--- START ---
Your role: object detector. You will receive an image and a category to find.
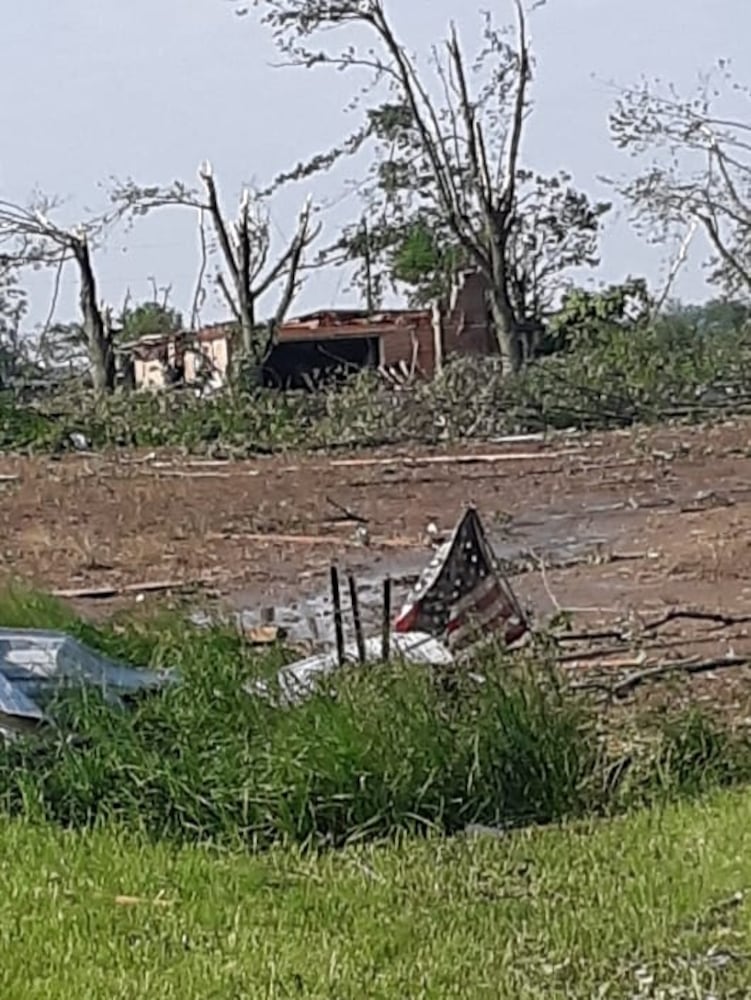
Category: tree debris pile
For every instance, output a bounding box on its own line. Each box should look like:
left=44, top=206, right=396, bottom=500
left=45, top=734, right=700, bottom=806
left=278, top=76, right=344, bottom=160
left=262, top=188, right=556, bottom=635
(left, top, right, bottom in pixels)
left=3, top=314, right=750, bottom=454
--- END ---
## What is needed
Exactly retype each record above, dropping images.

## Solution below
Your role: object detector. You will receive an image and a category to find.
Category: tree debris pile
For every instance, output a bounding box on its own line. Each box should look like:
left=44, top=206, right=396, bottom=500
left=45, top=734, right=700, bottom=806
left=278, top=76, right=344, bottom=160
left=262, top=188, right=556, bottom=635
(left, top, right, bottom in pixels)
left=3, top=314, right=750, bottom=454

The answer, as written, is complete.